#### PROBLEM A:
In the rally report, how big is Loeb's lead over Dani Sordo after day two?
#### PROBLEM B:
Continue the report on Loeb's lead at Rallye Deutschland from its last sentence.

━━━━━ EXTRACT TO READ

Saturday wrap: Loeb in charge on ADAC Rallye Deutschland Sebastien Loeb is five stages away from winning Rallye Deutschland for an eighth time after completing day two of the World Rally Championship qualifier with a lead of 35.7 seconds over ...
Saturday wrap: Loeb in charge on ADAC Rallye Deutschland
Sebastien Loeb is five stages away from winning Rallye Deutschland for an eighth time after completing day two of the World Rally Championship qualifier with a lead of 35.7 seconds over factory Citroen team-mate Dani Sordo.
The 36-year-old from France has never been beaten on Germany's all-asphalt event since it joined the WRC schedule in 2002. That run looks set to continue when the rally draws to a close in Trier tomorrow afternoon.
Loeb was fastest on three of Saturday's eight stages in his Citroen C4 WRC. Although Sordo drew close when he edged Loeb on the day's second test, Loeb was able to pull clear with a measured drive through the daunting 48-kilometre Panzerplatte stage, the 10th of the rally.
He maintained his advantage throughout the afternoon's four tests, which included a repeat of the Panzerplatte run and were held in baking sunshine. Such has been Loeb's dominance, he even found the time to experiment with his tyre choice by running the soft compound Pirelli PZero tyre on the first three stages of Saturday afternoon, even though the rubber is more commonly used in cool and damp conditions.
"We just wanted to see how the tyre was and really it was just the same, very good in fact," said Loeb. "My lead is more than it was in the morning and for that reason I am happy tonight but I know there is still a long way to go and anything can happen."
Sordo, who posted the fastest time on three stages today, was satisfied with his performance but was slightly frustrated that he hadn't been allowed to fight his team leader for victory.
"I drove to the same splits as Sebastien and it's frustrating I cannot do more but I have to finish the rally in a good position," said Sordo.

━━━━━━━━━━
━━━━━ DATA RECORDS

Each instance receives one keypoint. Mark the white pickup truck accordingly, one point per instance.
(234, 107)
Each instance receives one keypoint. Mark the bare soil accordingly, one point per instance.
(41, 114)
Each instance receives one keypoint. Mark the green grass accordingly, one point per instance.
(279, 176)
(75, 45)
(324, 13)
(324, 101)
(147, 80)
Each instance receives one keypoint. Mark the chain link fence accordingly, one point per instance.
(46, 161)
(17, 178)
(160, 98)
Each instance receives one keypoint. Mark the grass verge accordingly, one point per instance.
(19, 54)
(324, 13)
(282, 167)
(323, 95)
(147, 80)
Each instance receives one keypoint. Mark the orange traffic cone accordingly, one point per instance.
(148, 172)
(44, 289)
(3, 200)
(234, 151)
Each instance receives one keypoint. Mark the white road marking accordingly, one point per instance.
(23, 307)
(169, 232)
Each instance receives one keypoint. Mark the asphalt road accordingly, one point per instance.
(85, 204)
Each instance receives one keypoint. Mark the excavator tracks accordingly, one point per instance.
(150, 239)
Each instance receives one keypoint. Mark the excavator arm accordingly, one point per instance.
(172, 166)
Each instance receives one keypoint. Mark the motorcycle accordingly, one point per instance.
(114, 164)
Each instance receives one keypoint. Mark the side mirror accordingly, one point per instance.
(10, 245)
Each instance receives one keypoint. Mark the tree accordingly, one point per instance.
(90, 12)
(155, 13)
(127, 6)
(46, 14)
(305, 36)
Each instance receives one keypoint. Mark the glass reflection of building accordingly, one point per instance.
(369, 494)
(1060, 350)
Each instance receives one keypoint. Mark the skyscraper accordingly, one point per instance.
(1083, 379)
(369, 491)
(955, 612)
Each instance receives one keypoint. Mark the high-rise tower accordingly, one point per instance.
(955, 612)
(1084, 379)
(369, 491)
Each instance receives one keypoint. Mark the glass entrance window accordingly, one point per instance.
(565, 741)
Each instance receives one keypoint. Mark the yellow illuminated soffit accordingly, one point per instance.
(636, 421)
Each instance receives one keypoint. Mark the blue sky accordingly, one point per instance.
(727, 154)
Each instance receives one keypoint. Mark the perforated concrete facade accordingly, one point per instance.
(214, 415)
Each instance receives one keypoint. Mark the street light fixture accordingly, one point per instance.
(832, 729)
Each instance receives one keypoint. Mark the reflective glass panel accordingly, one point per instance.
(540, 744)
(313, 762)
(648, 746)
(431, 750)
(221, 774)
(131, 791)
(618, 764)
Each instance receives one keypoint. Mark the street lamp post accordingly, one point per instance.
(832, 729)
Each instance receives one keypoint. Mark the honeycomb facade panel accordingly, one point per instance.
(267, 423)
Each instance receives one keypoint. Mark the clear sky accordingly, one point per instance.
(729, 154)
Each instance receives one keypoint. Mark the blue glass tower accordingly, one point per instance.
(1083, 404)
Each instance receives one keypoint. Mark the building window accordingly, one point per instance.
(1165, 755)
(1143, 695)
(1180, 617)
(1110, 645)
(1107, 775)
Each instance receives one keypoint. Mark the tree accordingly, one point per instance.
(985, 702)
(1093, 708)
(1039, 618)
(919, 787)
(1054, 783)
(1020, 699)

━━━━━━━━━━

#### YOUR RESPONSE A:
35.7 seconds

#### YOUR RESPONSE B:
Jari-Matti Latvala started the day in third overall in his factory Focus but dropped to fourth behind Sebastien Ogier when he spun on the first Panzerplatte stage. He admitted catching Ogier on the final day of the rally would be a tall order, adding: "When there is distance there is hope and I have not given up but it's going to be very difficult to catch Ogier. He is very fast and I don't think I can go any faster."
While Latvala remains on course for a strong haul of points, his team-mate Mikko Hirvonen faces the prospect of restarting on Sunday under SupeRally regulations after his Focus suffered transmission failure a handful of kilometres from the end of stage 13.
Hirvonen's misfortune promoted Francois Duval to fifth, even though the Belgian had problems of his own to contend with. His Focus lost turbo pressure five kilometres from the end of stage 13 and he also reported his car's water temperature was high.
But things got a lot worse for Duval when he rolled seven kilometres from the end of stage 14 after he took a right-hander too quickly. Reports suggest Duval and co-driver Denis Giraudet suffered bruising and had been taken to hospital for checks.
Petter Solberg's C4 also required extra maintenance at the remote service on Saturday afternoon. The Norwegian privateer had cut a right-hander too tightly on stage 12, bending his car's steering in the process and leading to a sluggish time through the day's penultimate stage. But his mechanics were able to rectify the damage and he repaid their hard work by going fastest of all on the second run through Arena Panzerplatte.
Kimi Raikkonen is sixth overnight despite losing time with an overshoot on stage nine and a broken right-rear anti-roll bar link, which he had to nurse throughout stage 10. Matthew Wilson is seventh overnight, one place ahead of Hirvonen, who is classified in eighth. Ken Block and Dutch privateer Mark van Eldik complete the top 10.